__EXERCISE DIRECTIONS__. Below are lines of data; count those containing the word "player" and write nothing but the number.
Content starts
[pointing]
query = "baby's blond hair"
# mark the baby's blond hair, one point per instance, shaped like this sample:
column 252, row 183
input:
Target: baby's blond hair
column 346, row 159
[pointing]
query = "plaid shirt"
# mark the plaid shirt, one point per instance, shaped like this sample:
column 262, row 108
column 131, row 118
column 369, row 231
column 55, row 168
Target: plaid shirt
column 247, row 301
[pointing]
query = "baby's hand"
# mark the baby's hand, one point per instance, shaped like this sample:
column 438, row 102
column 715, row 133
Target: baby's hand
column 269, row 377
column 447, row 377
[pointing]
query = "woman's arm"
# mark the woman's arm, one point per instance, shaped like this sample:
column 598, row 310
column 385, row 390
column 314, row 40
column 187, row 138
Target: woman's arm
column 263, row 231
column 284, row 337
Content ends
Content starts
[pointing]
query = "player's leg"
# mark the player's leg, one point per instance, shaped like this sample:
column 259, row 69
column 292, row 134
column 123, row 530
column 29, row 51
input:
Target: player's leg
Content ends
Content starts
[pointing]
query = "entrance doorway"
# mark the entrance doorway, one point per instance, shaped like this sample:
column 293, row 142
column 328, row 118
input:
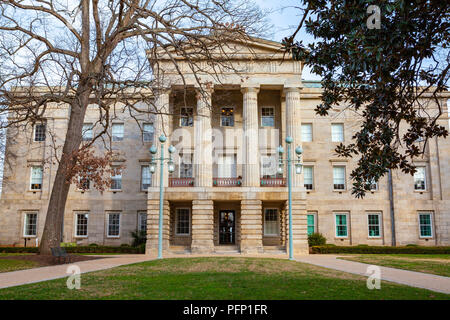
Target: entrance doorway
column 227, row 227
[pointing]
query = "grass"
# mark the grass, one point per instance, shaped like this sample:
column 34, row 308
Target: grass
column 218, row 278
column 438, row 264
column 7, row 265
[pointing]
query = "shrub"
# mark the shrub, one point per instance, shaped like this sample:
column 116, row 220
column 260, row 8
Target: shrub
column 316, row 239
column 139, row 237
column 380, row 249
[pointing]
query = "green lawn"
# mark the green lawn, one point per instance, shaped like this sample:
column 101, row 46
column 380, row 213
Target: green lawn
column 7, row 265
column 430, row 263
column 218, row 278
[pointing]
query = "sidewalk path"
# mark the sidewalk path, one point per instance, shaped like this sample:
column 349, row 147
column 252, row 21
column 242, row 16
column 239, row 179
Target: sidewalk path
Content ends
__RESPONSE BOX__. 3